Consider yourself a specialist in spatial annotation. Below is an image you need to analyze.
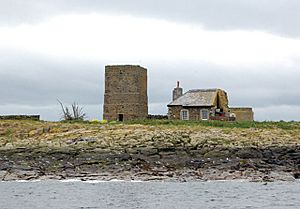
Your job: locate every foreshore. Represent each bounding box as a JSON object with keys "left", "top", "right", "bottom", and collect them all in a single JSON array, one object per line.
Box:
[{"left": 0, "top": 121, "right": 300, "bottom": 182}]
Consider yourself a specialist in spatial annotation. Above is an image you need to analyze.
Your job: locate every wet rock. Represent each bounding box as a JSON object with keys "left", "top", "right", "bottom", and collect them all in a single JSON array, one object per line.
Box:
[{"left": 0, "top": 171, "right": 7, "bottom": 181}]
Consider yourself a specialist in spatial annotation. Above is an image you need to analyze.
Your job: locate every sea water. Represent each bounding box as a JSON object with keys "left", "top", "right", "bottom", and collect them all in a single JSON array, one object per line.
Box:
[{"left": 0, "top": 180, "right": 300, "bottom": 209}]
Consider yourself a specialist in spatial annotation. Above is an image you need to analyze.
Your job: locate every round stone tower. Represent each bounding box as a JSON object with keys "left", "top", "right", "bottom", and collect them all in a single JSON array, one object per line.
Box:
[{"left": 103, "top": 65, "right": 148, "bottom": 121}]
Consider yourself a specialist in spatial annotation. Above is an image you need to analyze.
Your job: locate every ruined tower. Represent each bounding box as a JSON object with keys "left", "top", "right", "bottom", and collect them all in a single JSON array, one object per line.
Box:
[
  {"left": 173, "top": 81, "right": 183, "bottom": 101},
  {"left": 103, "top": 65, "right": 148, "bottom": 121}
]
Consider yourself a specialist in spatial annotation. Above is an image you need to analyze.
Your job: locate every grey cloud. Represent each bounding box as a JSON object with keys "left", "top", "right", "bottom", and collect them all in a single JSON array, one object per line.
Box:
[
  {"left": 0, "top": 51, "right": 300, "bottom": 120},
  {"left": 0, "top": 0, "right": 300, "bottom": 36},
  {"left": 0, "top": 52, "right": 103, "bottom": 105}
]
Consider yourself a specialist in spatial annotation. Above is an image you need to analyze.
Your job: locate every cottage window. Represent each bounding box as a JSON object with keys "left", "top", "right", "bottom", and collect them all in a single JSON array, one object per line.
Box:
[
  {"left": 180, "top": 110, "right": 189, "bottom": 120},
  {"left": 200, "top": 109, "right": 209, "bottom": 120}
]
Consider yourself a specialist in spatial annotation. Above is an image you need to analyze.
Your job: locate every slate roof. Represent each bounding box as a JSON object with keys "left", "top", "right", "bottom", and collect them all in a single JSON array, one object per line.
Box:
[{"left": 168, "top": 89, "right": 218, "bottom": 107}]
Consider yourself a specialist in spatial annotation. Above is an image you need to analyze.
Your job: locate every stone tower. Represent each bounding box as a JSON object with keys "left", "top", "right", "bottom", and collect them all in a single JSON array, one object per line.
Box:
[
  {"left": 103, "top": 65, "right": 148, "bottom": 121},
  {"left": 173, "top": 81, "right": 183, "bottom": 101}
]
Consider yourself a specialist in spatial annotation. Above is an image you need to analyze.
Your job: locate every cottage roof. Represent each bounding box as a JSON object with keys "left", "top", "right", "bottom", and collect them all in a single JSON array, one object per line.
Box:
[{"left": 168, "top": 89, "right": 218, "bottom": 107}]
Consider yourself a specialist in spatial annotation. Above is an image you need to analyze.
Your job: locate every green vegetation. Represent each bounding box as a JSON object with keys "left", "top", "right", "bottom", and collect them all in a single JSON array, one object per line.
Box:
[
  {"left": 0, "top": 120, "right": 300, "bottom": 150},
  {"left": 124, "top": 119, "right": 300, "bottom": 130}
]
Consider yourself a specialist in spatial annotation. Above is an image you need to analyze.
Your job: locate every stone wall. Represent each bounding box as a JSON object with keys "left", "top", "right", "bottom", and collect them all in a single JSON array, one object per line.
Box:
[
  {"left": 168, "top": 106, "right": 210, "bottom": 120},
  {"left": 230, "top": 107, "right": 254, "bottom": 121},
  {"left": 103, "top": 65, "right": 148, "bottom": 120},
  {"left": 0, "top": 115, "right": 40, "bottom": 120}
]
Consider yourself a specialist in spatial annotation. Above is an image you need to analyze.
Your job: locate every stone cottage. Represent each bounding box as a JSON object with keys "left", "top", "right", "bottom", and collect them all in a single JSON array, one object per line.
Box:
[
  {"left": 103, "top": 65, "right": 148, "bottom": 121},
  {"left": 168, "top": 82, "right": 253, "bottom": 121}
]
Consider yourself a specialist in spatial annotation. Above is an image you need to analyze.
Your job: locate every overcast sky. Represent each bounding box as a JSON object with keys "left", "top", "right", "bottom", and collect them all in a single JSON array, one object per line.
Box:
[{"left": 0, "top": 0, "right": 300, "bottom": 120}]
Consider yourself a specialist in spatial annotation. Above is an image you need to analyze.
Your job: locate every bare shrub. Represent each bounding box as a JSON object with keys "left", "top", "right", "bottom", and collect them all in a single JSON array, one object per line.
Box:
[{"left": 57, "top": 100, "right": 86, "bottom": 121}]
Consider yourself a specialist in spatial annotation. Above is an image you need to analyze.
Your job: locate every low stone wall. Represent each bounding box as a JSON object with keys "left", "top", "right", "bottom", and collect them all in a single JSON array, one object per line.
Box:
[
  {"left": 147, "top": 115, "right": 168, "bottom": 120},
  {"left": 0, "top": 115, "right": 40, "bottom": 120}
]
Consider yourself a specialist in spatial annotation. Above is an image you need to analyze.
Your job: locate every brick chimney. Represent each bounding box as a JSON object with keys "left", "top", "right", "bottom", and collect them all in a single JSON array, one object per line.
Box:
[{"left": 173, "top": 81, "right": 183, "bottom": 101}]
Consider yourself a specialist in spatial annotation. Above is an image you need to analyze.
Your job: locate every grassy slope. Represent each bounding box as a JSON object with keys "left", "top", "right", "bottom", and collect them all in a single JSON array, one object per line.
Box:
[{"left": 0, "top": 120, "right": 300, "bottom": 150}]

════════════════════

■ Given request
Make an exact copy of all entries above, dropping the images.

■ Solution to the exercise
Consider yourself a specialist in spatial annotation. Below is an image you need to analyze.
Your job: locate every foreshore. Represent each bounding box as a JSON object with keys "left", "top", "right", "bottom", and collect them all in a single JSON array, one object per line.
Box:
[{"left": 0, "top": 121, "right": 300, "bottom": 182}]
Consider yourself a specialist in spatial annotation. Above is an image you need to analyze.
Your job: locate every wet rock. Represent each bounding box as a JSON object with keys "left", "top", "right", "bottom", and collect them all in a single JSON array, one object per line.
Box:
[{"left": 0, "top": 171, "right": 7, "bottom": 181}]
Consider yourself a specialist in spatial annotation. Above is an image you need to analyze.
Your job: locate every sea water. Represent each bounding box as a JSON object with keys "left", "top", "right", "bottom", and collect them all in a single JSON array, one object per line.
Box:
[{"left": 0, "top": 180, "right": 300, "bottom": 209}]
Consider yourself a specialist in spatial annotation. Above is an image you need to analyze.
Your job: locate every round stone tower. Represent each bounding box as a JSON object with keys "left", "top", "right", "bottom", and collect them all in a single JSON array, one object per line.
Box:
[{"left": 103, "top": 65, "right": 148, "bottom": 121}]
Consider yourself a specialist in spatial annotation. Above is an image you need to analyze.
Your job: locate every ruined tower. Represent each bounding box as a JSON object with keys "left", "top", "right", "bottom", and collect them all in a single JSON array, one object per line.
Box:
[
  {"left": 173, "top": 81, "right": 183, "bottom": 101},
  {"left": 103, "top": 65, "right": 148, "bottom": 121}
]
Consider yourself a specialist in spatial annotation. Above is an image you need to analyze.
Your job: locate every grey cloud. Represent each bounding box as a JSON object with keys "left", "top", "right", "bottom", and collect them all in a single JSON array, one object per line.
Box:
[
  {"left": 0, "top": 51, "right": 300, "bottom": 120},
  {"left": 0, "top": 0, "right": 300, "bottom": 36},
  {"left": 0, "top": 52, "right": 103, "bottom": 105}
]
Consider yourself a specialist in spatial annotation. Above is an image you need to analyze.
Your job: locate every cottage window. Represent each bounding box as a JSON object with keys "left", "top", "right", "bottom", and collect them all in a single JSON array, one object per line.
Box:
[
  {"left": 180, "top": 110, "right": 189, "bottom": 120},
  {"left": 200, "top": 109, "right": 209, "bottom": 120}
]
Consider yourself a specialist in spatial annotation. Above is an image you need to analyze.
Your job: locate every slate roof. Represent each bounding box as a JSON object with keys "left", "top", "right", "bottom", and collect them all in a single JSON array, one object per line.
Box:
[{"left": 168, "top": 89, "right": 218, "bottom": 107}]
Consider yourself a specialist in spatial annotation. Above is an image you need to analyze.
Your job: locate every stone tower. Represent each bounding box as a JSON object with keys "left", "top", "right", "bottom", and collect them all in a single JSON array, one object per line.
Box:
[
  {"left": 103, "top": 65, "right": 148, "bottom": 121},
  {"left": 173, "top": 81, "right": 183, "bottom": 101}
]
Consider yourself a specialist in spatial annotation. Above is an image you need to analyze.
Your job: locate every cottage roof. Represent each bounding box as a JSON object with keys "left", "top", "right", "bottom", and collect them all in a single JSON array, one object per line.
Box:
[{"left": 168, "top": 89, "right": 218, "bottom": 107}]
Consider yourself a specialist in spatial annotation. Above is an image you need to analyze.
Your job: locate every green vegetation. Represent each bounding box as a JSON object with keys "left", "top", "right", "bottom", and collect them all in a single JSON array, one object per line.
Box:
[
  {"left": 0, "top": 120, "right": 300, "bottom": 150},
  {"left": 124, "top": 119, "right": 300, "bottom": 130}
]
Consider yourself a specialist in spatial annotation. Above is an image you need to analyze.
Your job: locate every stone wall. Represent each bounding box as a JSON object with keys "left", "top", "right", "bottom", and collect them all in a single JSON array, one object per line.
Box:
[
  {"left": 168, "top": 106, "right": 210, "bottom": 120},
  {"left": 230, "top": 107, "right": 254, "bottom": 121},
  {"left": 103, "top": 65, "right": 148, "bottom": 120},
  {"left": 0, "top": 115, "right": 40, "bottom": 120}
]
Consider yourself a specialist in spatial annotation. Above is an image you need to analyze.
Your job: locate every stone cottage. Represent each bounding box as a JSON object with keys "left", "top", "right", "bottom", and collect them all in a single JSON array, one object per line.
Box:
[
  {"left": 103, "top": 65, "right": 148, "bottom": 121},
  {"left": 168, "top": 82, "right": 253, "bottom": 121}
]
Consider yourself a specialist in spatial annotation. Above is an image you need to analyze.
Your job: locate every overcast sky. Represent each bounding box as a JSON object with keys "left", "top", "right", "bottom", and collect them all in a single JSON array, one object per line.
Box:
[{"left": 0, "top": 0, "right": 300, "bottom": 120}]
Consider yourself a specialist in spatial annotation. Above is an image you need to analyze.
Your job: locate every bare shrub. Represent each bounding box as a JSON object with keys "left", "top", "right", "bottom", and collect them all in a single JSON array, one object per line.
Box:
[{"left": 57, "top": 100, "right": 86, "bottom": 121}]
Consider yourself a specialist in spatial annotation. Above is an image you need to analyze.
Your job: locate every low stone wall. Represent each bounding box as a JSON object with keys "left", "top", "right", "bottom", and collect them all in a single JSON array, one object per line.
Box:
[
  {"left": 147, "top": 115, "right": 168, "bottom": 120},
  {"left": 0, "top": 115, "right": 40, "bottom": 120}
]
Consider yourself a specialist in spatial annotation. Above is an image you need to analyze.
Your job: locate every brick chimney. Represent each bounding box as a JSON object with keys "left", "top", "right", "bottom", and collect them all in a single JSON array, one object per line.
Box:
[{"left": 173, "top": 81, "right": 183, "bottom": 101}]
Consider yourself a specialist in spatial annotation. Above is an image you need to analyze.
Your job: locate every grassy slope. Represent each bounding box as a JSON object with keys "left", "top", "right", "bottom", and collect them all in a single JSON array, one object per line.
Box:
[{"left": 0, "top": 120, "right": 300, "bottom": 150}]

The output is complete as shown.